▽
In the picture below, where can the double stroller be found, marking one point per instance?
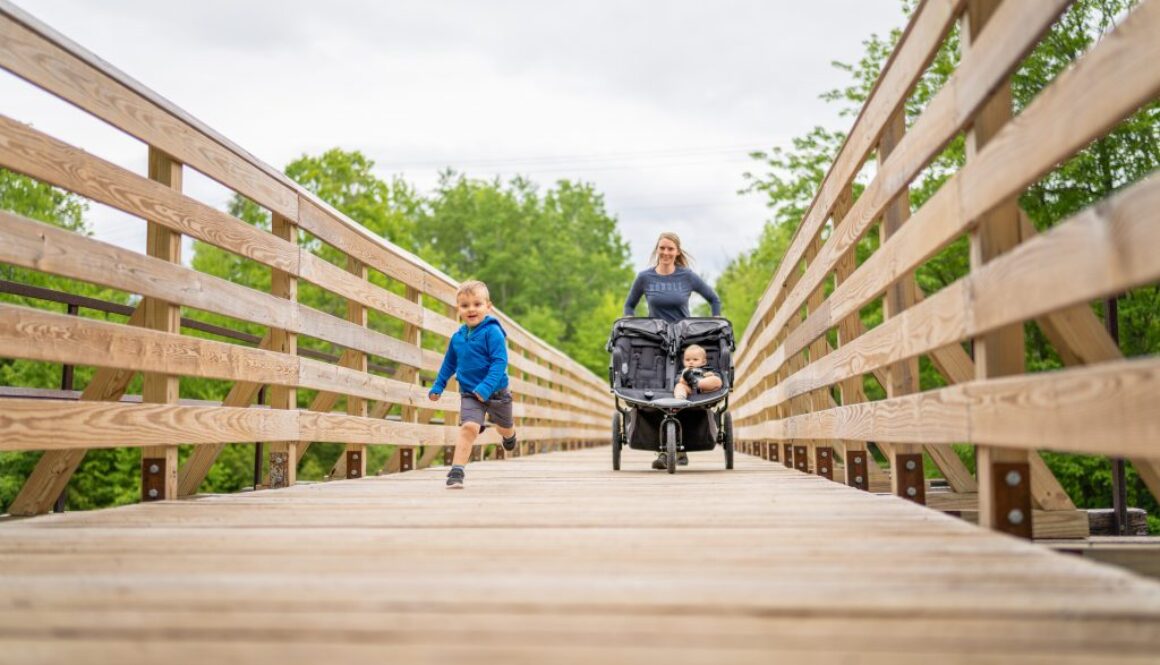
(646, 362)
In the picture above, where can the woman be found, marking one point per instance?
(669, 282)
(667, 287)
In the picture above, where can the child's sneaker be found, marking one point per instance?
(455, 478)
(509, 443)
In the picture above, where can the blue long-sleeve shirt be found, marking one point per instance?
(668, 295)
(478, 356)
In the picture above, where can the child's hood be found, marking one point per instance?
(488, 320)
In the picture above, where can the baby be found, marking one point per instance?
(695, 377)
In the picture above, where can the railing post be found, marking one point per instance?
(1003, 474)
(67, 377)
(159, 463)
(283, 468)
(850, 391)
(356, 313)
(1118, 482)
(907, 478)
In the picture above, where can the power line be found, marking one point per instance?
(560, 159)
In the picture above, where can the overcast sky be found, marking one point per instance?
(654, 102)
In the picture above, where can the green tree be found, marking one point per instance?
(551, 260)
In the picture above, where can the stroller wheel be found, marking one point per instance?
(669, 440)
(727, 426)
(617, 441)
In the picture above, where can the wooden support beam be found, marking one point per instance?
(159, 463)
(55, 468)
(283, 455)
(901, 377)
(1003, 474)
(193, 472)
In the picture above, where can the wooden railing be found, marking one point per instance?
(558, 402)
(800, 398)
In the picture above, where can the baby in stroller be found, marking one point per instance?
(695, 377)
(671, 383)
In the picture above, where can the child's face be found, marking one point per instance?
(472, 308)
(694, 358)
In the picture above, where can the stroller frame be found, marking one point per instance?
(645, 361)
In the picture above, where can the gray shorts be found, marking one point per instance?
(498, 409)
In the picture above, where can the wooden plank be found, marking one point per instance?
(28, 151)
(915, 49)
(929, 584)
(1100, 410)
(40, 334)
(159, 463)
(52, 425)
(1055, 272)
(282, 469)
(55, 468)
(1017, 27)
(43, 57)
(901, 377)
(334, 279)
(201, 460)
(43, 247)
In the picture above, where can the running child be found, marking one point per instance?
(477, 354)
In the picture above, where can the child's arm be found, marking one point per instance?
(709, 382)
(444, 373)
(497, 364)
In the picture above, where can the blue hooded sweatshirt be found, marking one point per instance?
(478, 356)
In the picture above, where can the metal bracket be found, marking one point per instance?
(802, 459)
(856, 469)
(354, 464)
(153, 479)
(912, 483)
(1012, 498)
(825, 462)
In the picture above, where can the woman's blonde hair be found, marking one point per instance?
(683, 260)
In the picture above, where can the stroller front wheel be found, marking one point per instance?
(727, 426)
(669, 440)
(617, 441)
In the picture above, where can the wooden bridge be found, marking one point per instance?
(810, 549)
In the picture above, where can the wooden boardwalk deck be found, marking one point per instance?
(557, 558)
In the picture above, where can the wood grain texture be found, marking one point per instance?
(1099, 410)
(28, 151)
(110, 587)
(45, 58)
(1017, 27)
(915, 48)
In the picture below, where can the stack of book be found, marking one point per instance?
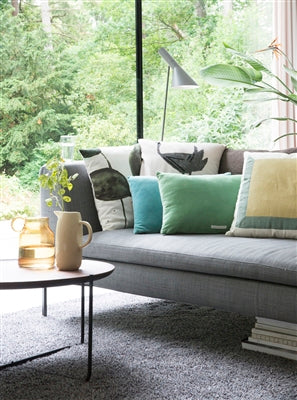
(273, 337)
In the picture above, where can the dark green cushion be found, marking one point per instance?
(197, 204)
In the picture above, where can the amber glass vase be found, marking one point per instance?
(36, 242)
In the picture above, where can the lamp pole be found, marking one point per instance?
(165, 103)
(139, 78)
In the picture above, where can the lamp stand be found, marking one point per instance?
(165, 104)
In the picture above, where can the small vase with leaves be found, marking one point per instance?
(69, 228)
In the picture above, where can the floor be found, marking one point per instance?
(16, 300)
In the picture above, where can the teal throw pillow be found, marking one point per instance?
(147, 206)
(197, 204)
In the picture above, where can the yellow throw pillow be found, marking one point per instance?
(267, 199)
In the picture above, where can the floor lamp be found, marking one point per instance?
(180, 79)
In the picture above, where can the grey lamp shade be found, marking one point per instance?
(180, 79)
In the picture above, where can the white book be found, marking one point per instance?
(269, 350)
(273, 344)
(277, 323)
(279, 329)
(275, 335)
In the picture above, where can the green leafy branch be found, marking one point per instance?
(57, 181)
(252, 79)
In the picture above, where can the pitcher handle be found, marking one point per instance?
(90, 233)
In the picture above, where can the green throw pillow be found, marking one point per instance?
(197, 204)
(147, 206)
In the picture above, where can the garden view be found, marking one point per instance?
(68, 67)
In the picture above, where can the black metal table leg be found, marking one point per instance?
(44, 302)
(90, 341)
(82, 326)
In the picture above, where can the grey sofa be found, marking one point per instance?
(256, 277)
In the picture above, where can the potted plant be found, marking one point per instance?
(58, 182)
(69, 232)
(253, 78)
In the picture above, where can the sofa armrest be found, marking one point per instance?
(82, 199)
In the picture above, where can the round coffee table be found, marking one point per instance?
(14, 277)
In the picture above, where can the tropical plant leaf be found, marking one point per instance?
(286, 134)
(230, 75)
(293, 98)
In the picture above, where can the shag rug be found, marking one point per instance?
(144, 349)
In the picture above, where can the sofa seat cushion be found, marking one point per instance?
(262, 259)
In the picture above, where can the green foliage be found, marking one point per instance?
(84, 83)
(254, 79)
(15, 200)
(28, 175)
(58, 182)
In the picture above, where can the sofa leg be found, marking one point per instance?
(274, 337)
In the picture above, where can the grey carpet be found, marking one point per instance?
(144, 349)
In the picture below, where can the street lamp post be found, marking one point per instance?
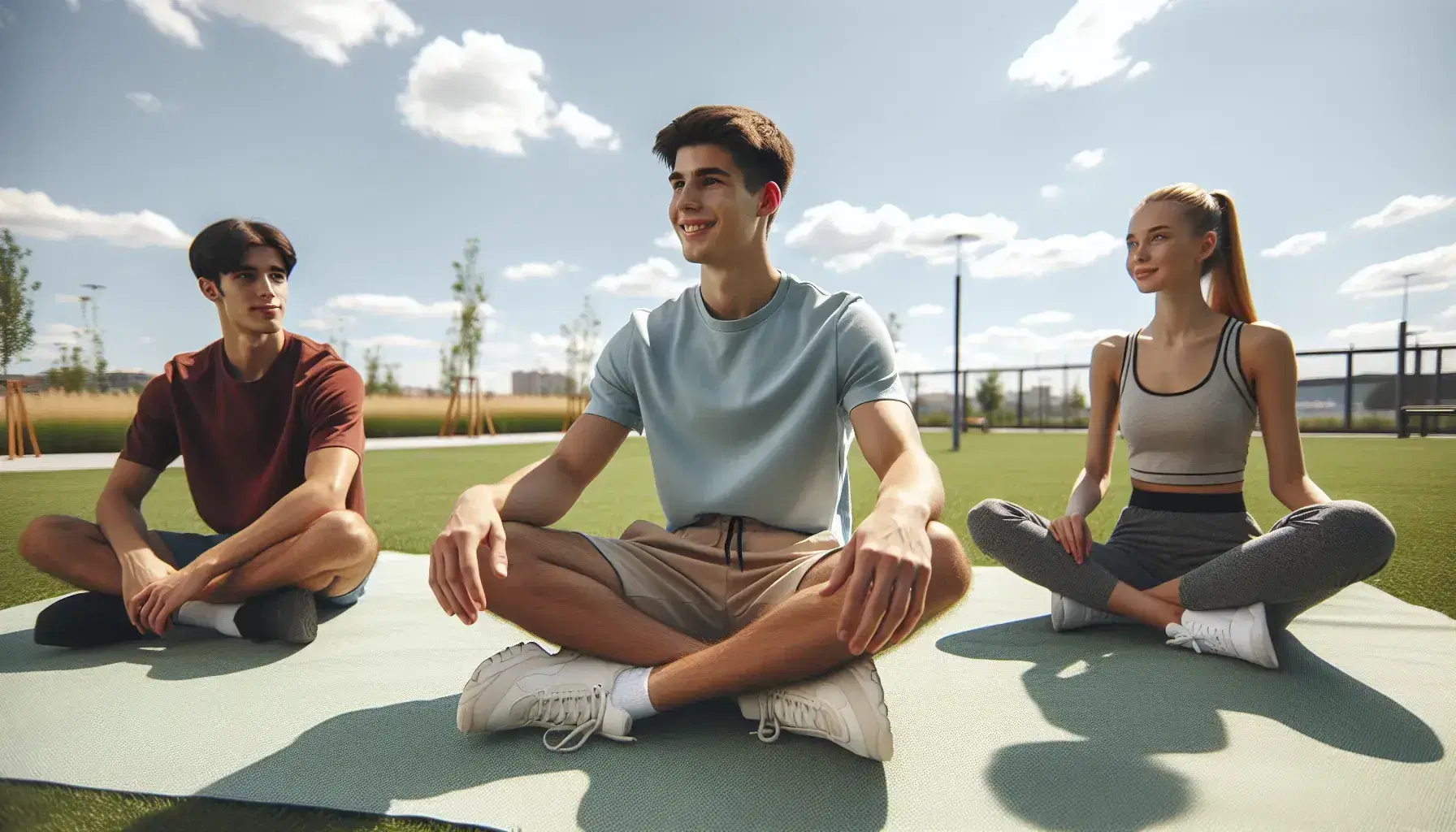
(957, 395)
△
## Challenge
Reproduce all of the items above word for word, leaving the pictures out of your answer.

## Response to the exercise
In the picture below, where can the double stroller be found, marking one point per instance?
(646, 362)
In the picture above, where can the woman be found, marking one point per instance?
(669, 282)
(667, 287)
In the picture above, where can the child's sneaker be found, marking one point per instance?
(455, 478)
(509, 443)
In the picture above, where can the blue long-sleeve shirt be found, marking one point per instance?
(668, 295)
(478, 356)
In the picture above, where can the child's hood be found, marking one point per instance?
(488, 320)
In the picture above, where can the baby be found, marking one point per instance?
(695, 377)
In the picture above, where can the railing post be found, marking one point per instance?
(1003, 474)
(67, 377)
(159, 463)
(283, 468)
(850, 391)
(356, 313)
(1118, 482)
(907, 478)
In the picture above, where can the power line be found, marking one point per instance?
(560, 159)
In the picture above, where can the overcast sky be found, marking one point per instance?
(654, 102)
In the picture above, where can the green tree be found, marking one point per instance?
(551, 260)
In the picture above, where can the stroller wheel be found, marking one point per instance?
(669, 440)
(727, 426)
(617, 441)
In the picture above, where can the wooden support beam be found, marking one point per instance?
(159, 463)
(55, 468)
(283, 455)
(901, 377)
(1003, 474)
(193, 472)
In the picture above, where can the wooden railing be found, marking one point per instance?
(558, 402)
(800, 398)
In the picture above, where can the baby in stroller be found, marking one point per instance?
(695, 377)
(671, 383)
In the picture above, where can the child's face be found, marking one point per instance?
(472, 308)
(694, 358)
In the picture above, where can the stroller frame be found, marking one point per instance?
(645, 361)
In the picture above, where can the gray shorts be found, marking one point per instance?
(498, 409)
In the picture above, where can the wooden plank be found, marking one point per instance?
(28, 151)
(915, 49)
(929, 584)
(1100, 410)
(40, 334)
(159, 463)
(52, 425)
(1055, 272)
(282, 469)
(55, 468)
(1017, 27)
(43, 57)
(901, 377)
(334, 279)
(201, 460)
(43, 247)
In the picture above, where can the running child be found, marking one point per instance?
(477, 354)
In the picture above, where can the child's arm be found, marking one point per instance?
(709, 382)
(444, 373)
(497, 364)
In the picture above, where can the blue hooded sweatshirt be found, marking one point per instance?
(478, 356)
In the picture above, where can the metal bracket be found, marking one point per instance?
(802, 459)
(856, 469)
(354, 464)
(153, 479)
(912, 483)
(1012, 498)
(825, 462)
In the picture above, where can the woman's blonde hair be found, marking one point per instance?
(683, 260)
In the picture above, where can the stroller front wheel be found, marking one point per instance?
(727, 426)
(669, 440)
(617, 441)
In the picture above, where can the wooden bridge be found, marking one point per instance?
(810, 549)
In the picture above, where can the wooden boardwalk deck be found, marking one point per instance?
(557, 558)
In the picture above, where can the wood grain texture be found, marking one point per instance?
(1099, 410)
(28, 151)
(110, 587)
(45, 58)
(1017, 27)
(915, 48)
In the picture below, where can the stack of book be found, marking one point per instance?
(273, 337)
In the picture above, where can the dark green cushion be found, marking one point per instance?
(197, 204)
In the picture above, where can the amber glass vase be found, marking one point per instance?
(36, 242)
In the picture above, where can the lamp pole be found, marking one point per instance?
(165, 103)
(139, 78)
In the picture above, where can the lamp stand be found, marking one point per instance?
(165, 104)
In the picture above, where can the small vase with leaves be found, marking one point per instance?
(69, 228)
In the picture above, where can the floor be found, marking one point per instance?
(16, 300)
In the picture above, where can the teal throw pillow be found, marking one point per instance?
(147, 206)
(197, 204)
In the picture above, where can the yellow throw pillow be found, marking one point per instance?
(267, 199)
In the picture above, where can the floor lamp be found, marking one point per instance?
(180, 79)
In the picture above, where can the grey lamp shade be found, marking one point per instance?
(180, 79)
In the picture above, where can the white book be found, marking one point per instance?
(269, 350)
(273, 344)
(277, 323)
(279, 329)
(275, 335)
In the picture above, where can the green leafy branch be found, marking one point per instance?
(57, 181)
(252, 79)
In the picture above, where can the pitcher handle be found, marking one point per instance?
(90, 233)
In the picture above, where can the green throw pillow be found, marking one point per instance?
(197, 204)
(147, 206)
In the picture above, where can the garden view be found, marking one point per instance?
(68, 67)
In the picture above, where can the black metal table leg be found, marking one point per instance?
(44, 302)
(90, 341)
(82, 326)
In the picture above, where can the grey sofa be found, marking one point per instance?
(256, 277)
In the picture above, where can the potted plant be found, marking one point per instance?
(58, 182)
(69, 232)
(253, 78)
In the picture above, where can the sofa armrest be found, marking one point per instance?
(82, 199)
In the picture above, where can the round coffee table be found, marking one point per instance?
(14, 277)
In the picture above, where can the tropical plant leaf be found, marking one point per instance?
(286, 134)
(230, 75)
(293, 98)
In the picture above, where can the shag rug be found, marking one point per instance?
(144, 349)
In the picture above, where can the sofa seat cushion be found, marking one point per instance?
(262, 259)
In the picture above, where can the green foliage be found, marking one point per instance?
(84, 83)
(254, 79)
(15, 200)
(28, 175)
(58, 182)
In the picture above, where can the sofa leg be found, marking one point per instance?
(274, 337)
In the picture above, where can the grey carpet be found, marking one point per instance?
(144, 349)
In the picture below, where can the street lamp post be found, marking one point per instance?
(957, 395)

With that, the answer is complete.